━━ PROVIDED PASSAGE ━━
While the majority in this case views the Supreme Court’s articulation of the factors that rationalized its upholding of the affirmative action plans in those cases as establishing boundaries, no language in either Weber or Johnson so states and, in fact, there is language to the contrary. The majority draws the line at the factors used in those cases. In both Weber and Johnson, the Court inquired whether consideration of race in the employment decision was justified by a permissible purpose, and then examined the effect on nonminorities to ascertain whether the action taken “unnecessarily trammelled] the interests of the white employees.” Weber, 443 U.S. at 208, 99 S.Ct. at 2730; Johnson, 480 U.S. at 630, 107 S.Ct. at 1451.
However, it does not follow as a matter of logic that because the two affirmative action plans in Weber and Johnson which sought to remedy imbalances caused by past discrimination withstood Title VII scrutiny, every affirmative action plan that pursues some purpose other than correcting a manifest imbalance or remedying past discrimination will run afoul of Title VII. Indeed, the Court in Weber explicitly cautioned that its holding in that ease should not be read to define the outer boundaries of the area of discretion left to employers by Title VII for the voluntary adoption of affirmative action measures. The Court stated:
We need not today define in detail the line of demarcation between permissible and impermissible affirmative action plans. It suffices to hold that the challenged Kaiser-USWA affirmative action plan falls on the permissible side of the line. The purposes of the plan mirror those of the statute. Both were designed to break down old patterns of racial segregation and hierarchy. Both were structured to “open employment opportunities for Negroes in occupations which have been traditionally closed to them.”
Weber, 443 U.S. at 208, 99 S.Ct. at 2729-30. See also id. at 215-16, 99 S.Ct. at 2733-34 (Blackmun, J., concurring)(noting that Kaiser plan “is a moderate one” and that “the Court’s opinion does not foreclose other forms of affirmative action”).
The majority opinion in Johnson made no attempt to draw the line that Weber left undefined. See Johnson, 480 U.S. at 642, 107 S.Ct. at 1457 (Stevens, J., concurring) (“I write ... to ... emphasize that the opinion does not establish the permissible outer limits of voluntary [affirmative action] programs”). Although Justice O’Connor’s concurring opinion argued that permissible purposes under Title VII were limited to those that served to remedy past discrimination, Johnson 480 U.S. at 649, 107 S.Ct. at 1461, her vote was the sixth in favor of the majority’s holding and therefore not crucial to the outcome of the case. It follows that her narrow reading should not be read as consti*1571tuting the view of the Court. See Marks v. United States, 480 U.S. 188, 193, 97 S.Ct. 990, 993, 51 L.Ed.2d 260 (1977).
The majority here has taken the language of Weber where the Court observed that the plan’s purposes “mirrored” those of the statute, and has elevated it to a litmus test under which an affirmative action plan can only pass muster under Title VII if particular language in the text or legislative history of the statute can be identified that matches the articulated purpose of the plan. Nothing in Weber suggests that the Court intended by its “mirroring” language to create such a rigid test.
━━━
━━ SUPPLIED RECORDS ━━
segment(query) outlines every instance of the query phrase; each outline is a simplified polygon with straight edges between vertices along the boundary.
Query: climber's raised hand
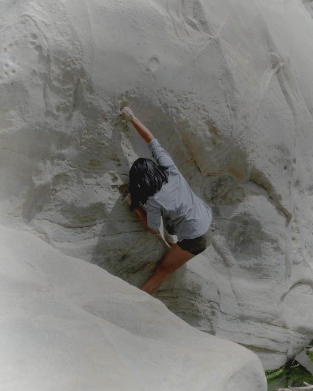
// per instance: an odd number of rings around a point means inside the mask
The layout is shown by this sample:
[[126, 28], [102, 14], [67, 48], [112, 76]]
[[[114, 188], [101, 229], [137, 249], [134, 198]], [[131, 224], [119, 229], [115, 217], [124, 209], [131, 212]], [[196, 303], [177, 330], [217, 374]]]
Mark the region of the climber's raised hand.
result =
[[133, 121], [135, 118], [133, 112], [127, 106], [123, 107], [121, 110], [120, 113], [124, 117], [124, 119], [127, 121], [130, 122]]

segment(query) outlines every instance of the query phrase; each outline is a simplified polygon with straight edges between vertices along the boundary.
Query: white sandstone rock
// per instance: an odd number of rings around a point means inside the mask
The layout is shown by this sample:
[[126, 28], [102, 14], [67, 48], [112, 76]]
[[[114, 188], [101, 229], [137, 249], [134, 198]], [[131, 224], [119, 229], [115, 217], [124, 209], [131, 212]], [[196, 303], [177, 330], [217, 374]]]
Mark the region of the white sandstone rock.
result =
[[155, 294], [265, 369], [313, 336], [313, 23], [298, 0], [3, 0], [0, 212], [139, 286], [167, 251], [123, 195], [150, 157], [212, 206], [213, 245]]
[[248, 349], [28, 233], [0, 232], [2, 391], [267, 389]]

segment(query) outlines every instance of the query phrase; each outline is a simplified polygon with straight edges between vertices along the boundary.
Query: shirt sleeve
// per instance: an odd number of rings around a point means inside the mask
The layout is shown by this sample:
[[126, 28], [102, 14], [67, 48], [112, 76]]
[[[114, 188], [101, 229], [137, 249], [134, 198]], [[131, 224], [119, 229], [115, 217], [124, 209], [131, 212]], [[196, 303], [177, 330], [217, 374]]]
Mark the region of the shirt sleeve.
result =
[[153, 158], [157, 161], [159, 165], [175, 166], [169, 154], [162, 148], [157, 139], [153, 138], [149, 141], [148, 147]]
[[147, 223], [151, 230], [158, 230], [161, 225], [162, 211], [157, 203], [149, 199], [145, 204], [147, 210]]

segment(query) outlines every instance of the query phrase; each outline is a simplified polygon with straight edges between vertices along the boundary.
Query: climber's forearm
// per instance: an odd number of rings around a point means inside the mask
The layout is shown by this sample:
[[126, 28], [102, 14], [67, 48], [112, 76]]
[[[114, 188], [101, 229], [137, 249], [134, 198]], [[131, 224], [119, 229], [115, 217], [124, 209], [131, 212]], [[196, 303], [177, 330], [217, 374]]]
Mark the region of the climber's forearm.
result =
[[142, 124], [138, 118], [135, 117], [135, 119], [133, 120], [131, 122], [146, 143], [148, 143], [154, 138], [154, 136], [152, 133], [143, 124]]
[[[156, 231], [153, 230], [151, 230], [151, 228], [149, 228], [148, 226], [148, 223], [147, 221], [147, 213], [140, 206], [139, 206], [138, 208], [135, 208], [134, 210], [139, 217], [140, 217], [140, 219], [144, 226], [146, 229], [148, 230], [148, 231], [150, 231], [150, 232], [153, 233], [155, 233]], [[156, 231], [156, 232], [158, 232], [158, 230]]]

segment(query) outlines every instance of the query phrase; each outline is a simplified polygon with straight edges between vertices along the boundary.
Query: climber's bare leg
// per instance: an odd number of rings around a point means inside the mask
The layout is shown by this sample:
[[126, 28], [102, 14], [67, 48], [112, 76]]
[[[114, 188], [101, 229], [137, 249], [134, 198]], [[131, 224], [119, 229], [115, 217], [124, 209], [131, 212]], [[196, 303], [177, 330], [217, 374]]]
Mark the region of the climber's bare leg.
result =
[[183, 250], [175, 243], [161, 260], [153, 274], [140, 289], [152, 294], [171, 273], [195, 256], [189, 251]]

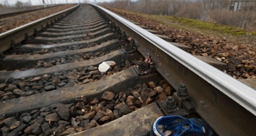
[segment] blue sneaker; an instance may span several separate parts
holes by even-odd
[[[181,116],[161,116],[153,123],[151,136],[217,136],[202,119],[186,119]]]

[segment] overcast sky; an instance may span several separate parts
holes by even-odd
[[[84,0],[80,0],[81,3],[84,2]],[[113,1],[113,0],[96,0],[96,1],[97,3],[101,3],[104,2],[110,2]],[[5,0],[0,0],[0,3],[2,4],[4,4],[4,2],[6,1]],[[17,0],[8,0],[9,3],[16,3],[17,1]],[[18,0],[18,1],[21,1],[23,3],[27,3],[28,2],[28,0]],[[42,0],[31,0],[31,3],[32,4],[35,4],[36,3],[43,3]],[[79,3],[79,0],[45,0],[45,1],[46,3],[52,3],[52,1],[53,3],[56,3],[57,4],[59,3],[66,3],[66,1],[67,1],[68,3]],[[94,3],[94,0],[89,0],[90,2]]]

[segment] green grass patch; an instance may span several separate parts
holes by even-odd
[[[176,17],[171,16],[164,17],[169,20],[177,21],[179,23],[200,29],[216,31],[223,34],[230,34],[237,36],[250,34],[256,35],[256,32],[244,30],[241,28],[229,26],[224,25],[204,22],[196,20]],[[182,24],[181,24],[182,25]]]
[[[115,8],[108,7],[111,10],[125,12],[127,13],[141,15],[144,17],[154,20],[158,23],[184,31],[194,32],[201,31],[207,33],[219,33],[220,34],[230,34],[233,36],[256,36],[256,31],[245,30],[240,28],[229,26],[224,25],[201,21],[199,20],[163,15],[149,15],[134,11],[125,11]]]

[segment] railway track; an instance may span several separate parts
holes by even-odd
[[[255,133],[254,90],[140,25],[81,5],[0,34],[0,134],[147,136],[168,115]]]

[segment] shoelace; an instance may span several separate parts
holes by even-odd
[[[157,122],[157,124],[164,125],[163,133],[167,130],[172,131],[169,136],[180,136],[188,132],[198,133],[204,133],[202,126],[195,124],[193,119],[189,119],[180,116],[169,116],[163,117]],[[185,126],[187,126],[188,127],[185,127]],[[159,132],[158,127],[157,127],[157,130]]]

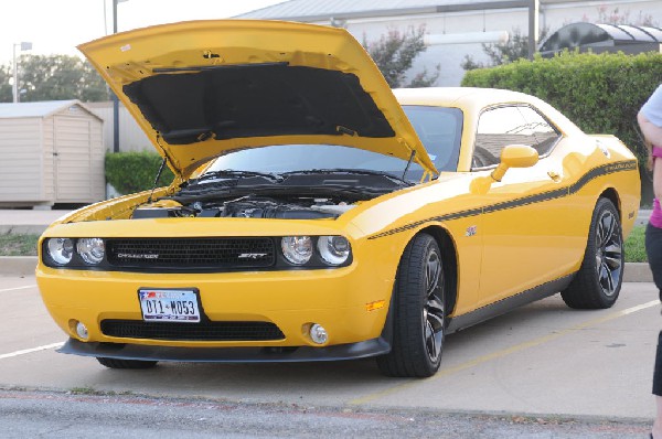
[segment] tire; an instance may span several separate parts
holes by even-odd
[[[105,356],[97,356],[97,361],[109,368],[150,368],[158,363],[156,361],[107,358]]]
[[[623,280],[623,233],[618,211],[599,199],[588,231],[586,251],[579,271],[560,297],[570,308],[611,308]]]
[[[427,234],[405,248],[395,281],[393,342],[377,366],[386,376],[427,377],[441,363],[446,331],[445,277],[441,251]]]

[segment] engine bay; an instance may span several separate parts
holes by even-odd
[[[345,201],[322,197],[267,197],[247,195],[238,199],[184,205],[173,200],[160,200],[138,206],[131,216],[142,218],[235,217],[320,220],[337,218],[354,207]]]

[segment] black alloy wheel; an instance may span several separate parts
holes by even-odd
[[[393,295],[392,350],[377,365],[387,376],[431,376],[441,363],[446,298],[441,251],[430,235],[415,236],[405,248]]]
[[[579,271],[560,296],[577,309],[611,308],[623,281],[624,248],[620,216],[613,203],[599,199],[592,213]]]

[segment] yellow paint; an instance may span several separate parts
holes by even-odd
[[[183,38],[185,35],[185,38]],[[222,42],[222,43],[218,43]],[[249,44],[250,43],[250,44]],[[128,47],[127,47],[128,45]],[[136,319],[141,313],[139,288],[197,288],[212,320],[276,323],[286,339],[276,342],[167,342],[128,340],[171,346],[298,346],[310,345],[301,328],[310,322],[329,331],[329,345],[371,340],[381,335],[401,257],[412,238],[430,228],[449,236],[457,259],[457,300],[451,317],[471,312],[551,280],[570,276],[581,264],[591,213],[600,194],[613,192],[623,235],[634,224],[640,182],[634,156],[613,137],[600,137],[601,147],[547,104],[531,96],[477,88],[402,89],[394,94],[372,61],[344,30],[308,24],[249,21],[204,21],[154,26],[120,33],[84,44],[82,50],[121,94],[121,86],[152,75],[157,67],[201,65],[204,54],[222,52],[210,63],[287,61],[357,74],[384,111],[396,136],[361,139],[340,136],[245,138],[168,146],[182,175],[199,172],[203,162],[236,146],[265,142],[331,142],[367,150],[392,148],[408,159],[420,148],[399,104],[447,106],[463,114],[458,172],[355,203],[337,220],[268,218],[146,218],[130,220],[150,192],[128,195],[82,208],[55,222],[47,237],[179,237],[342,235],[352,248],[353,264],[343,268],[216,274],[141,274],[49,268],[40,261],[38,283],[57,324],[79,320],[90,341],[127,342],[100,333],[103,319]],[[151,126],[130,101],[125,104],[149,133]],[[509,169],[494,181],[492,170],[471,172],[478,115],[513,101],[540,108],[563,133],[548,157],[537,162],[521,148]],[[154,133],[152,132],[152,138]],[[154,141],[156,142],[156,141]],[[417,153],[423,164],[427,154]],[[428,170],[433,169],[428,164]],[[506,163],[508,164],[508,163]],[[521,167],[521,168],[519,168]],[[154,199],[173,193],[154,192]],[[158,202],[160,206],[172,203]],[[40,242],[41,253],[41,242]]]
━━━
━━ SUPPLIED RECORDS ━━
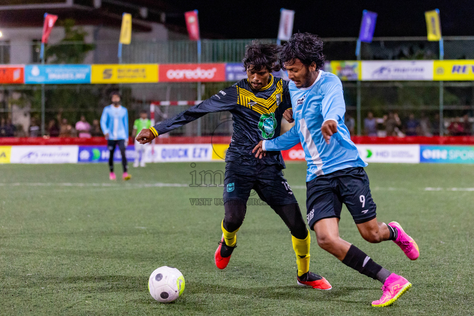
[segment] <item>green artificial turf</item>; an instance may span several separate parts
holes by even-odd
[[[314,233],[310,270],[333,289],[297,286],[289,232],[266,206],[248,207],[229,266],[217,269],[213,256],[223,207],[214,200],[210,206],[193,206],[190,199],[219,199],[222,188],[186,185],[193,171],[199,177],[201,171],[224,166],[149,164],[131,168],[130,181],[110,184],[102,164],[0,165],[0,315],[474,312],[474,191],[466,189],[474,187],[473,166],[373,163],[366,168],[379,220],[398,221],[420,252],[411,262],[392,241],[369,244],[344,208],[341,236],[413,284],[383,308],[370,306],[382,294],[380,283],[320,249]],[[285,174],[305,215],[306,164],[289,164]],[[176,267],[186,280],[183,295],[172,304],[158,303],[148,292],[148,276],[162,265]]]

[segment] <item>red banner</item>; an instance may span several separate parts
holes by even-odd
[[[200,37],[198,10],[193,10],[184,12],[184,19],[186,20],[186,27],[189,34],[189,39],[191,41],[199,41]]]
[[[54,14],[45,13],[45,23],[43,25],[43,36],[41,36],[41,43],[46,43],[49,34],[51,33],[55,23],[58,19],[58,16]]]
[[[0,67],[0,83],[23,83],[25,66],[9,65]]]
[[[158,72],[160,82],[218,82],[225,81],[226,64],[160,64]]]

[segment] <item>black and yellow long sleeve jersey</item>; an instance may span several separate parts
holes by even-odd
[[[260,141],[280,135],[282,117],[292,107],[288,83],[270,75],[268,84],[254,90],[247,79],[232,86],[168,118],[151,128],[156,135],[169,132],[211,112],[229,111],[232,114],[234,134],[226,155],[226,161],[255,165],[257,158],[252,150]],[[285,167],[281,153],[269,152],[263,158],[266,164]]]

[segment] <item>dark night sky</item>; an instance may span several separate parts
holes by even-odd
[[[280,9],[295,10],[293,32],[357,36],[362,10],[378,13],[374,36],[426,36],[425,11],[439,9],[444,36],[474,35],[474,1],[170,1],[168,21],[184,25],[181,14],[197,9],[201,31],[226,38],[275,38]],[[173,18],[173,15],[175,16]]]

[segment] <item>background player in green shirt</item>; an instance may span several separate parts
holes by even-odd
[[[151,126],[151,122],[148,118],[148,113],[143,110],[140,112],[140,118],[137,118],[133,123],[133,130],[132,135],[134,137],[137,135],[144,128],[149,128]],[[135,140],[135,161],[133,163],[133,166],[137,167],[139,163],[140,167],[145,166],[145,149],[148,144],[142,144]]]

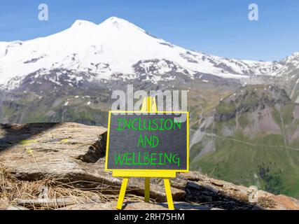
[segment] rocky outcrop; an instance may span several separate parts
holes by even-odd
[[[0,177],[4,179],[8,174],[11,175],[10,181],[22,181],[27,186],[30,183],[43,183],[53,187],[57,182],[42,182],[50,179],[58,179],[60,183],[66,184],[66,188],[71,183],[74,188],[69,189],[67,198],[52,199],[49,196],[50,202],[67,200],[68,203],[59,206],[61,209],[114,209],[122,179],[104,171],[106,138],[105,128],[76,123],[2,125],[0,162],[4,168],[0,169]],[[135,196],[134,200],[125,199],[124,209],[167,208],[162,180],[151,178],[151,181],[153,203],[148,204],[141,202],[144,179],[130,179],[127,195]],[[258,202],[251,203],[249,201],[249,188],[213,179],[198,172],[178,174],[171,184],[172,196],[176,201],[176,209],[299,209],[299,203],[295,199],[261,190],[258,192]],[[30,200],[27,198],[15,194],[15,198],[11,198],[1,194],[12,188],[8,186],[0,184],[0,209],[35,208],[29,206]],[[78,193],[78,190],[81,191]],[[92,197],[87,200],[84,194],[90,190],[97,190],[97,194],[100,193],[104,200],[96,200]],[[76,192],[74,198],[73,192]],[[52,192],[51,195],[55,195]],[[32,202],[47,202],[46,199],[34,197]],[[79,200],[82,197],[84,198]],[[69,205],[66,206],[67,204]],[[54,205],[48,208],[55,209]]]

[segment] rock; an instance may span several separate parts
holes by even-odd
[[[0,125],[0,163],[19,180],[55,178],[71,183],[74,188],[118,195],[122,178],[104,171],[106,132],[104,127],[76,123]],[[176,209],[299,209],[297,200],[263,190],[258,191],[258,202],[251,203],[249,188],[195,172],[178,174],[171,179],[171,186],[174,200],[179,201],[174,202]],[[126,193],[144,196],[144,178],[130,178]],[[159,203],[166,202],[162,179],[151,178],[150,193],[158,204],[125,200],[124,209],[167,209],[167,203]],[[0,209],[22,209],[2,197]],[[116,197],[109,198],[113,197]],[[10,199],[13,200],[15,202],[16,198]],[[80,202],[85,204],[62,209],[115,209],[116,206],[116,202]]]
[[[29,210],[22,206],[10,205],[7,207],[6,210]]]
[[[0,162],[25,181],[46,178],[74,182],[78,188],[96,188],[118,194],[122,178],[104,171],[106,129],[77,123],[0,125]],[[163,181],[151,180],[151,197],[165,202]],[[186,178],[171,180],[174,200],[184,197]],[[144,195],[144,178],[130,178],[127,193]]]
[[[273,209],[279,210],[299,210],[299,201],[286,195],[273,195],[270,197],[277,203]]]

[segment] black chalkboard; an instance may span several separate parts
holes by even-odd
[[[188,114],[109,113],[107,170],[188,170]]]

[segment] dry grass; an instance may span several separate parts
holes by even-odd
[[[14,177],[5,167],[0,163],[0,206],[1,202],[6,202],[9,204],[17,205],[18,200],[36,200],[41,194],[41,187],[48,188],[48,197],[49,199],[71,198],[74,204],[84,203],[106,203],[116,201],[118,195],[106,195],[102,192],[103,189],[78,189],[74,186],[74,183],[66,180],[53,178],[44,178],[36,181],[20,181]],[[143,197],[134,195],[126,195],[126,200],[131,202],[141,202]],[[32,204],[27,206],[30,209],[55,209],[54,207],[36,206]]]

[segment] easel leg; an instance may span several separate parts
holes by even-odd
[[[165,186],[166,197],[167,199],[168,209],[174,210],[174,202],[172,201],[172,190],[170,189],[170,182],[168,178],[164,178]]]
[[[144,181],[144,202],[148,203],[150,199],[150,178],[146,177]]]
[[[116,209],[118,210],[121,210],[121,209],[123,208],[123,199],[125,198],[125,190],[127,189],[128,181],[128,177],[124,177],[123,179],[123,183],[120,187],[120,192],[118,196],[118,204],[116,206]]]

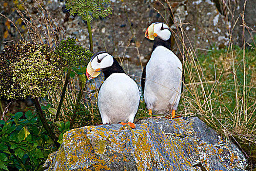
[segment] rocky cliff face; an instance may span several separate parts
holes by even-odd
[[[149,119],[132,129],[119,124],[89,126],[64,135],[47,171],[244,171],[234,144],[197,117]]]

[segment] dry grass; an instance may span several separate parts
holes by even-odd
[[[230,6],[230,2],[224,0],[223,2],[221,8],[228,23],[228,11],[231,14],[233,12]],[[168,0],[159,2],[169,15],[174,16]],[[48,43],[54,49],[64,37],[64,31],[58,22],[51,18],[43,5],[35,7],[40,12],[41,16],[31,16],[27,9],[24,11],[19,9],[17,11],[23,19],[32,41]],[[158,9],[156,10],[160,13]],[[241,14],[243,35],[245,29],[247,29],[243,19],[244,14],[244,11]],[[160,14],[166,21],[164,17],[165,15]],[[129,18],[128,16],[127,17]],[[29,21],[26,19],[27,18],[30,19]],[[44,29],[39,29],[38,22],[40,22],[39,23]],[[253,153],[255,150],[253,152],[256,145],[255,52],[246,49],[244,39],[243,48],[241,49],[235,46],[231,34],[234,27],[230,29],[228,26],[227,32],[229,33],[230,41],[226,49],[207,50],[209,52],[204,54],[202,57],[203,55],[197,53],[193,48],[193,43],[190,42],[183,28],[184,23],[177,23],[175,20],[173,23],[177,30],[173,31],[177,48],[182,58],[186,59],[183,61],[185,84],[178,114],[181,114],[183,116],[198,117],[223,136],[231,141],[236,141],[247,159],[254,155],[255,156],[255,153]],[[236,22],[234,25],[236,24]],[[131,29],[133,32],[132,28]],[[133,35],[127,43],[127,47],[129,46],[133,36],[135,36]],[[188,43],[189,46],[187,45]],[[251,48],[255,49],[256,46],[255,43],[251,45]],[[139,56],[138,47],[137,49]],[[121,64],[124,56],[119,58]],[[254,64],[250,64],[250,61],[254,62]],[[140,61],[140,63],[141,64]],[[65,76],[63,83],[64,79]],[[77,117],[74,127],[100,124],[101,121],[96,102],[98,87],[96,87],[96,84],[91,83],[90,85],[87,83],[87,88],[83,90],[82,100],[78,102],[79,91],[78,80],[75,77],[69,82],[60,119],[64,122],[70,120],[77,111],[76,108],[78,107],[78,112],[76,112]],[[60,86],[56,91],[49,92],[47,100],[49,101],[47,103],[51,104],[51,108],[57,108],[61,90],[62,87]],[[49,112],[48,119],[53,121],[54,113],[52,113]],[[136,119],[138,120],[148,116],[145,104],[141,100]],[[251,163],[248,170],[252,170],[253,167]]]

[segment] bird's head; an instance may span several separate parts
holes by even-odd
━━━
━━ SUPPLIED RECORDS ━━
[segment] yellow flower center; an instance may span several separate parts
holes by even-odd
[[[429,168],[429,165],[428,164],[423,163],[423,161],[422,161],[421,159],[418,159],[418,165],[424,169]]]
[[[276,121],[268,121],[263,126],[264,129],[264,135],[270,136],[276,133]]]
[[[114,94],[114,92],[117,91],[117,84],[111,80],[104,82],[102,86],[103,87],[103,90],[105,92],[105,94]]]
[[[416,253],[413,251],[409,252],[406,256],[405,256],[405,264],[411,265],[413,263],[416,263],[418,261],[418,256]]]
━━━
List every Justice the passage on affirmative action under Title VII names in connection with a concurring opinion.

SOLUTION FOR THIS TASK ->
Blackmun, Stevens, O'Connor